YOUR GOAL:
A complete copy of the entries, exactly as written, is the expected result.

Extracted records:
——————————
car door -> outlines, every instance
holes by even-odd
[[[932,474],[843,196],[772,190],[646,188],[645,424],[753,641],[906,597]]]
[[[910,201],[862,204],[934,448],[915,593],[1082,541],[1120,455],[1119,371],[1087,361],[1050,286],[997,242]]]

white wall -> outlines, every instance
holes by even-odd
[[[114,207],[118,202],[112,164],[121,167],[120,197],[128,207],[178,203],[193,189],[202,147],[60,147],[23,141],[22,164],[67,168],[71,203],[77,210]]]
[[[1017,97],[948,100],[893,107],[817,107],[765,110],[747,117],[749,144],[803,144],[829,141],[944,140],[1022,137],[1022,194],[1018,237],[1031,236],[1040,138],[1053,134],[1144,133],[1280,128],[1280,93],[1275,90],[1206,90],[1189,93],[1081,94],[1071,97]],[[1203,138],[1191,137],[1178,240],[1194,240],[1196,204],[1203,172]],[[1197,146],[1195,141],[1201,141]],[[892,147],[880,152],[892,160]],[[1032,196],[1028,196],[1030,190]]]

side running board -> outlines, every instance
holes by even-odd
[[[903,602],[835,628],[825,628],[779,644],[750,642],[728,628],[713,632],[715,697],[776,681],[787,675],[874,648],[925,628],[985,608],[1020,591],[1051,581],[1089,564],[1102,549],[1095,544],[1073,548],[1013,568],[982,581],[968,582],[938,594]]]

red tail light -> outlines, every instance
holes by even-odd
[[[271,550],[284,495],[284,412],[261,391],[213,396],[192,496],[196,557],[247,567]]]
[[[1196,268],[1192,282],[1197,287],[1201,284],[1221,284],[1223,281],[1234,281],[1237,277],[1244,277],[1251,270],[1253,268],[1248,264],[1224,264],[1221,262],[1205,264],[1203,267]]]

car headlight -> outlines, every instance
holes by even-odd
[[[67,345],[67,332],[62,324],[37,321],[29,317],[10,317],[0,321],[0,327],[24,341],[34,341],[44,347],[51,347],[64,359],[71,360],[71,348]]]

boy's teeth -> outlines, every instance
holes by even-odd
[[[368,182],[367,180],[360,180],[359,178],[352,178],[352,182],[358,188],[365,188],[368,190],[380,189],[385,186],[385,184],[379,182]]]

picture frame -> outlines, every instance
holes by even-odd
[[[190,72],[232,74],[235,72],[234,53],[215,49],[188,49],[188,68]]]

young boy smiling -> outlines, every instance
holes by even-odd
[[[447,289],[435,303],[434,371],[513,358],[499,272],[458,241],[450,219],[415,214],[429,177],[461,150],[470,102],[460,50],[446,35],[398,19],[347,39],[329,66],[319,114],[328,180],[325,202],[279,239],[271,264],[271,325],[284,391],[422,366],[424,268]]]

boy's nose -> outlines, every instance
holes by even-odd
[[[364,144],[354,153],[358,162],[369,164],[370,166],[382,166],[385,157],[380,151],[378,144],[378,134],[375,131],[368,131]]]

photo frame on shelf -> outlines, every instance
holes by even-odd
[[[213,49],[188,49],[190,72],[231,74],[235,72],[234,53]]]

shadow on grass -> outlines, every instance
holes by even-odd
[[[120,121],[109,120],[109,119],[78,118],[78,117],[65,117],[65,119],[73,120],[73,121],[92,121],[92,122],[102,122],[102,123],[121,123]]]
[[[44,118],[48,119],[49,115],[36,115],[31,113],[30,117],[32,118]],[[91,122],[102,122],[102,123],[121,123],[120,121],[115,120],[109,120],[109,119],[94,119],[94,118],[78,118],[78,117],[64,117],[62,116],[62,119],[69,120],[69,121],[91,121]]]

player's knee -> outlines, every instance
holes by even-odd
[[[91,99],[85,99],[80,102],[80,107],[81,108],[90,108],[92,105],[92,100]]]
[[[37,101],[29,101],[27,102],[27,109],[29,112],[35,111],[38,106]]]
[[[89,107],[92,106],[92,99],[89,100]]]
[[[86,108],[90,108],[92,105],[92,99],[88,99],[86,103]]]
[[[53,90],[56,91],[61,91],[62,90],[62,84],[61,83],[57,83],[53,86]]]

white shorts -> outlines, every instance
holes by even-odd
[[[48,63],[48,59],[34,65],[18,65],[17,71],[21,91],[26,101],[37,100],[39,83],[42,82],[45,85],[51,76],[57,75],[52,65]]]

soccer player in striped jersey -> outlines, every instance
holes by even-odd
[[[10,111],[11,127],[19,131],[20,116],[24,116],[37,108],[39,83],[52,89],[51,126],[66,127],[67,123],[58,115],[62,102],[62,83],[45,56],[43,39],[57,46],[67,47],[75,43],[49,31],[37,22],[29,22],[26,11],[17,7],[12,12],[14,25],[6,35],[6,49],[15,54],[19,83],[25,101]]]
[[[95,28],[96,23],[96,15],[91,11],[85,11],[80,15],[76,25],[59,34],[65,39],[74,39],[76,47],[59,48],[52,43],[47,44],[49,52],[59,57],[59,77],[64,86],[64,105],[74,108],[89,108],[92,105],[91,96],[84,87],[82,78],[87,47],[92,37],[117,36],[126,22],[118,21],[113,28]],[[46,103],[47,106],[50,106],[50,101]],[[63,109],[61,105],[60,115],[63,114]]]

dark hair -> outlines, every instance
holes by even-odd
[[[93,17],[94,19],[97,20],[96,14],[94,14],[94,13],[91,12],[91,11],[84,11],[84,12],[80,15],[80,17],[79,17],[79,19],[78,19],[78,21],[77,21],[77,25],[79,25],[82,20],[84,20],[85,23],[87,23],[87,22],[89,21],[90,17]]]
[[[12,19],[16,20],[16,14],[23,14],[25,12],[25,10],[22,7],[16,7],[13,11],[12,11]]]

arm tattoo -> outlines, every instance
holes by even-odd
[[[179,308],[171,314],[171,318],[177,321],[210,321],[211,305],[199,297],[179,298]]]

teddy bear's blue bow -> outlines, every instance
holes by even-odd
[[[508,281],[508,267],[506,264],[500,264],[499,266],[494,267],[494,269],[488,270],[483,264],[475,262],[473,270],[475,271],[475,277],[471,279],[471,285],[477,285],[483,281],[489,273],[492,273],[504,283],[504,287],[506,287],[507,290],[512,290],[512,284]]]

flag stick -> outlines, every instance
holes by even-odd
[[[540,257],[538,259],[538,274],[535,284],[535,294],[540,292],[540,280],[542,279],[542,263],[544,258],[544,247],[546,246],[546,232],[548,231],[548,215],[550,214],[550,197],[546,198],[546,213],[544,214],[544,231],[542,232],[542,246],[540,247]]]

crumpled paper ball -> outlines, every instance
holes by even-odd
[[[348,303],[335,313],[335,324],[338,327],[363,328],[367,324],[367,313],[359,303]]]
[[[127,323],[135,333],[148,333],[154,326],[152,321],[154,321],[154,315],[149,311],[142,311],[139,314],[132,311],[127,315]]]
——————————
OUTPUT OF THE TASK:
car door -> outlines, every instance
holes by even-odd
[[[932,474],[843,196],[772,190],[646,188],[645,424],[753,641],[906,597]]]
[[[910,201],[862,204],[934,448],[915,593],[1082,541],[1120,455],[1119,371],[1087,361],[1050,286],[997,242]]]

white wall -> outlines, every instance
holes by even-odd
[[[114,207],[118,202],[112,164],[121,167],[120,197],[128,207],[178,203],[193,189],[202,147],[60,147],[23,141],[22,164],[67,168],[71,203],[77,210]]]
[[[1017,97],[948,100],[893,107],[817,107],[765,110],[747,117],[749,144],[803,144],[829,141],[944,140],[1022,137],[1022,194],[1018,237],[1031,236],[1040,138],[1053,134],[1144,133],[1280,128],[1280,93],[1275,90],[1206,90],[1189,93],[1081,94],[1071,97]],[[1203,138],[1191,137],[1178,240],[1194,240],[1196,204],[1203,172]],[[1197,146],[1195,141],[1201,141]],[[892,147],[880,152],[892,160]],[[1032,196],[1028,196],[1030,190]]]

side running board -> outlines, every instance
holes by even-odd
[[[903,602],[835,628],[825,628],[779,644],[750,642],[728,628],[713,632],[715,697],[776,681],[787,675],[874,648],[925,628],[985,608],[1020,591],[1051,581],[1089,564],[1102,549],[1095,544],[1073,548],[1013,568],[982,581],[968,582],[938,594]]]

red tail light -> outlines, every instance
holes by even-odd
[[[271,550],[284,495],[284,412],[261,391],[213,396],[192,496],[196,557],[247,567]]]
[[[1196,268],[1192,282],[1197,287],[1201,284],[1221,284],[1223,281],[1234,281],[1237,277],[1244,277],[1251,270],[1253,268],[1248,264],[1224,264],[1221,262],[1205,264],[1203,267]]]

car headlight -> outlines, every instance
holes by even-odd
[[[67,345],[67,332],[62,324],[37,321],[29,317],[10,317],[0,321],[0,327],[24,341],[34,341],[44,347],[51,347],[64,359],[71,360],[71,348]]]

boy's teeth -> outlines, every instance
holes by even-odd
[[[368,182],[367,180],[360,180],[359,178],[352,178],[352,182],[358,188],[365,188],[368,190],[380,189],[385,186],[385,184],[379,182]]]

picture frame -> outlines, every instance
holes by even-odd
[[[190,72],[232,74],[235,72],[234,53],[215,49],[188,49],[188,68]]]

young boy smiling -> outlines, every instance
holes by even-odd
[[[447,289],[435,303],[434,371],[513,358],[499,272],[458,241],[450,219],[415,214],[429,177],[461,150],[470,102],[460,50],[446,35],[398,19],[347,39],[329,66],[319,114],[328,180],[325,202],[279,239],[271,264],[271,325],[284,391],[422,366],[424,268]]]

boy's nose -> outlines, every instance
holes by even-odd
[[[364,144],[354,153],[358,162],[369,164],[370,166],[382,166],[385,157],[380,151],[378,144],[378,134],[375,131],[368,131]]]

photo frame on shelf -> outlines, every instance
holes by even-odd
[[[213,49],[188,49],[190,72],[231,74],[235,72],[234,53]]]

shadow on grass -> outlines, every instance
holes by even-odd
[[[120,121],[109,120],[109,119],[78,118],[78,117],[65,117],[65,119],[73,120],[73,121],[92,121],[92,122],[102,122],[102,123],[121,123]]]
[[[44,118],[48,119],[49,115],[36,115],[31,113],[30,117],[32,118]],[[91,122],[102,122],[102,123],[121,123],[120,121],[115,120],[109,120],[109,119],[94,119],[94,118],[78,118],[78,117],[64,117],[62,116],[62,119],[69,120],[69,121],[91,121]]]

player's knee -> outlines, every instance
holes by even-odd
[[[91,99],[85,99],[80,102],[80,107],[81,108],[90,108],[92,105],[92,100]]]
[[[37,101],[29,101],[27,102],[27,109],[29,112],[35,111],[38,106]]]
[[[89,107],[92,106],[92,99],[89,100]]]
[[[86,108],[90,108],[92,105],[92,99],[88,99],[86,103]]]
[[[53,90],[56,91],[61,91],[62,90],[62,84],[61,83],[57,83],[53,86]]]

white shorts -> outlines, every instance
holes by even-odd
[[[48,63],[48,59],[34,65],[18,65],[17,71],[21,91],[26,101],[37,100],[39,83],[42,82],[45,85],[51,76],[57,75],[52,65]]]

soccer player in striped jersey -> outlines, every instance
holes by even-odd
[[[10,111],[11,127],[19,131],[20,116],[24,116],[37,108],[39,83],[52,89],[51,126],[66,127],[67,123],[58,115],[62,102],[62,83],[45,56],[43,39],[57,46],[67,47],[75,43],[49,31],[37,22],[29,22],[26,11],[17,7],[12,12],[14,25],[6,35],[6,49],[15,54],[19,83],[25,101]]]
[[[95,28],[96,23],[96,15],[91,11],[85,11],[80,15],[76,25],[59,34],[65,39],[74,39],[76,47],[59,48],[52,43],[47,44],[49,52],[59,57],[59,77],[64,86],[64,105],[74,108],[89,108],[92,105],[91,96],[84,87],[82,78],[87,47],[92,37],[117,36],[126,22],[118,21],[113,28]],[[46,103],[47,106],[50,106],[50,101]],[[63,109],[61,105],[60,115],[63,114]]]

dark hair -> outlines, every instance
holes by even-odd
[[[93,17],[94,19],[97,20],[96,14],[94,14],[94,13],[91,12],[91,11],[84,11],[84,12],[80,15],[80,17],[79,17],[79,19],[78,19],[78,21],[77,21],[77,25],[79,25],[82,20],[84,20],[85,23],[87,23],[87,22],[89,21],[90,17]]]
[[[12,19],[16,20],[16,14],[23,14],[25,12],[25,10],[22,7],[16,7],[13,11],[12,11]]]

arm tattoo -> outlines, every instance
holes by even-odd
[[[179,308],[171,314],[171,318],[177,321],[210,321],[211,305],[199,297],[179,298]]]

teddy bear's blue bow -> outlines, every instance
holes by even-odd
[[[508,281],[508,267],[506,264],[500,264],[499,266],[494,267],[494,269],[488,270],[483,264],[475,262],[473,270],[475,271],[475,277],[471,279],[471,285],[477,285],[483,281],[489,273],[492,273],[504,283],[504,287],[506,287],[507,290],[512,290],[512,284]]]

flag stick -> outlines, every instance
holes by even-odd
[[[540,257],[538,259],[538,274],[535,284],[535,294],[540,292],[540,280],[542,279],[542,263],[544,258],[544,247],[546,246],[546,232],[548,231],[548,215],[550,214],[550,197],[546,198],[546,213],[544,214],[544,231],[542,232],[542,246],[540,247]]]

crumpled paper ball -> outlines, every instance
holes by even-odd
[[[348,303],[335,313],[335,324],[338,327],[363,328],[367,324],[367,313],[359,303]]]
[[[127,323],[135,333],[148,333],[154,326],[152,321],[154,321],[154,315],[149,311],[142,311],[139,314],[132,311],[127,315]]]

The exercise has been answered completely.